■ Objective: Could you write out again only the entries starting at the line containing "of the reflection" and ending at the line containing "<point>184,182</point>", both lines included, keeping the requests and shifting every point coordinate by adding 147 to each number?

■ Information provided:
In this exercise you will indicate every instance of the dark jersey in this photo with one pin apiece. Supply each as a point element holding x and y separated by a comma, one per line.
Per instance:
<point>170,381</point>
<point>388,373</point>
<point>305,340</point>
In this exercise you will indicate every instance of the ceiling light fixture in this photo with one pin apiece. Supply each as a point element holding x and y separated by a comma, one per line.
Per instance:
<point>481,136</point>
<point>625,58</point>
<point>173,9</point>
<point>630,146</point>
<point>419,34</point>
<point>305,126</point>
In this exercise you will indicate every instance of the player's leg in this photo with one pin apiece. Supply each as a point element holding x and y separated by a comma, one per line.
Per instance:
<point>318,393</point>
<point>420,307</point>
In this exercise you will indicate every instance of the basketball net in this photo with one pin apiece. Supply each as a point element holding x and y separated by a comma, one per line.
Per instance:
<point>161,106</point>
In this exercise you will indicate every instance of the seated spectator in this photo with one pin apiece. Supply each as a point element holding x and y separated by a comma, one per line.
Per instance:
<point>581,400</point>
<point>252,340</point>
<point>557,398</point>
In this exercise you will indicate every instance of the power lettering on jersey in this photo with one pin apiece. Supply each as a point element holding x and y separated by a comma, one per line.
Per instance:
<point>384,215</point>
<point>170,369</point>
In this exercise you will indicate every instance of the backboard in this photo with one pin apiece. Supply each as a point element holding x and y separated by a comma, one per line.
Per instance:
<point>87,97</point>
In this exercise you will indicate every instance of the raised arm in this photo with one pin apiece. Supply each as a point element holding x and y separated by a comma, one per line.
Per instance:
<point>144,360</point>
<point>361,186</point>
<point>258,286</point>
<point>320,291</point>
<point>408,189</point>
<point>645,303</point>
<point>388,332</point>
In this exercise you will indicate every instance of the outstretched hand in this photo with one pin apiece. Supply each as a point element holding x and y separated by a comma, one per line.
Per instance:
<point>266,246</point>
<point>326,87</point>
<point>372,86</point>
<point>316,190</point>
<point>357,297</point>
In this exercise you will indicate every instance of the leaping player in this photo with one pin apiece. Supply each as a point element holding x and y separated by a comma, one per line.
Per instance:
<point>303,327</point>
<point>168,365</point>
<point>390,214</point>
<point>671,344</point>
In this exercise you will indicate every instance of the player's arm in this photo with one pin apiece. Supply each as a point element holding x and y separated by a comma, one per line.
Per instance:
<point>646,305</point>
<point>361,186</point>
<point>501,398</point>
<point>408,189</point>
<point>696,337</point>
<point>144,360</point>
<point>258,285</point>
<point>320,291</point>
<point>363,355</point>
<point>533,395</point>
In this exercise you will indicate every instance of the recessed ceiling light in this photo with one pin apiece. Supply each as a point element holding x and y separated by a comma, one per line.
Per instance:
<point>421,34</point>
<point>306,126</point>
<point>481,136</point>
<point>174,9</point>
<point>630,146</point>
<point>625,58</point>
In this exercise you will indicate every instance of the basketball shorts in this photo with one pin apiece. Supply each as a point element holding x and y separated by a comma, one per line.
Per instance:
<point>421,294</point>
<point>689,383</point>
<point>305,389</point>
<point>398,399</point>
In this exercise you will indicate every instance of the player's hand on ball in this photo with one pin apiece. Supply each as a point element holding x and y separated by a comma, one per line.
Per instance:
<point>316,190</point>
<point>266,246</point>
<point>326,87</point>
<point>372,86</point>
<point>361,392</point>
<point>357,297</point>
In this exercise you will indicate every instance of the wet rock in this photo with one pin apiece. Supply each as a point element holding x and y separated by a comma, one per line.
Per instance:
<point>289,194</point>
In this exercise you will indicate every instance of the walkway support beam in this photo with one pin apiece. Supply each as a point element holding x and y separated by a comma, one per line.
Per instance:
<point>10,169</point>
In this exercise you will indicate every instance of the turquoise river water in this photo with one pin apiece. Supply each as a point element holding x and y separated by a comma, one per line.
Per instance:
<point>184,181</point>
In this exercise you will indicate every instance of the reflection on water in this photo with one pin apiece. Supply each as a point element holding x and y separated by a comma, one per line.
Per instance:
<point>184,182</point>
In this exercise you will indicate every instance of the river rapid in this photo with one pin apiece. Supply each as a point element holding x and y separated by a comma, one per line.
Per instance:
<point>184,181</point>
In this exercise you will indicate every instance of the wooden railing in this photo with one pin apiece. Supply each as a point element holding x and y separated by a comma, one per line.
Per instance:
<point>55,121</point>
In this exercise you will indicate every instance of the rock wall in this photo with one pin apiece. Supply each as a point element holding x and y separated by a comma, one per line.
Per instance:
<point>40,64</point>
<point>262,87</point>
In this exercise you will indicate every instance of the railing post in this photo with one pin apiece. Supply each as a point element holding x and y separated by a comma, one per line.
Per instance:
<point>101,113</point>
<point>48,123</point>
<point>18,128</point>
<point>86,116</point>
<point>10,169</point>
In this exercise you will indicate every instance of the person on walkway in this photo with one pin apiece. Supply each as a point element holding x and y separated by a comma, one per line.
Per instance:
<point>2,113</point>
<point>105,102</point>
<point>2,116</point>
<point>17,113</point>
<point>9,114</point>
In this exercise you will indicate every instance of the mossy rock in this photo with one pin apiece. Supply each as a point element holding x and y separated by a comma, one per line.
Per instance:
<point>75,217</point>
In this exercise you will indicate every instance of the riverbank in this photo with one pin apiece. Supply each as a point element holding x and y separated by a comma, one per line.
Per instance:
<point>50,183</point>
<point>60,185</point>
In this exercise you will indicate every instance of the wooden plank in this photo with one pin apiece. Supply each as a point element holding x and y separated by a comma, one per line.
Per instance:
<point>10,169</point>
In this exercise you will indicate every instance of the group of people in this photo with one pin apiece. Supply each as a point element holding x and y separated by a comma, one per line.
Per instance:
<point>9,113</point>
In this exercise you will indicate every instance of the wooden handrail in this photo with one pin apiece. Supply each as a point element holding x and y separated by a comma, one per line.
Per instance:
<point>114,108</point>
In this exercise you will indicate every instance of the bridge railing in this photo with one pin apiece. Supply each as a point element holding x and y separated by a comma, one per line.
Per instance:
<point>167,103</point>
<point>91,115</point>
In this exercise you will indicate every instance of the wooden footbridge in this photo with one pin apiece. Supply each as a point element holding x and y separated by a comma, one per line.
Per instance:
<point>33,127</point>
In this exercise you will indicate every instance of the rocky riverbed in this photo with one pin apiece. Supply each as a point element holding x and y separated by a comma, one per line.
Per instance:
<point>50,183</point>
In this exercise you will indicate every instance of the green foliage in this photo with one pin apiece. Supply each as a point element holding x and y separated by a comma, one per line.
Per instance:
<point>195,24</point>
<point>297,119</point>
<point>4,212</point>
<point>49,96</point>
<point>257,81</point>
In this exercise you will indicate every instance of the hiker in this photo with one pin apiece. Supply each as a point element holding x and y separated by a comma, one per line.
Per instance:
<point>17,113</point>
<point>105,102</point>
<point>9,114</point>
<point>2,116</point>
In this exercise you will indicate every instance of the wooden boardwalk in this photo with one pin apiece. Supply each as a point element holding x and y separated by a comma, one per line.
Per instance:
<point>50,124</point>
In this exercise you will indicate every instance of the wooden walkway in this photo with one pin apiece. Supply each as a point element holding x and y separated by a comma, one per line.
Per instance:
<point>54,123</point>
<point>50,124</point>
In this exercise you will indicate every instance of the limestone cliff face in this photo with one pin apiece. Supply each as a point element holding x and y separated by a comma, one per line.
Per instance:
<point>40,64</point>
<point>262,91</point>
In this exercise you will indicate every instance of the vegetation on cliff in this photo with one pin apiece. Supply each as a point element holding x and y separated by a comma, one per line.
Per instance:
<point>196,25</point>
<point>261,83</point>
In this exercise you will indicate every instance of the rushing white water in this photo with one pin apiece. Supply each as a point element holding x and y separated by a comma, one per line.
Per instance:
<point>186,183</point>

■ Written answer:
In this exercise you will indicate every instance of the reflection on water in this photo with one pin apiece. Supply each as a point element holding x and y separated by a comma, one per line.
Per instance:
<point>331,329</point>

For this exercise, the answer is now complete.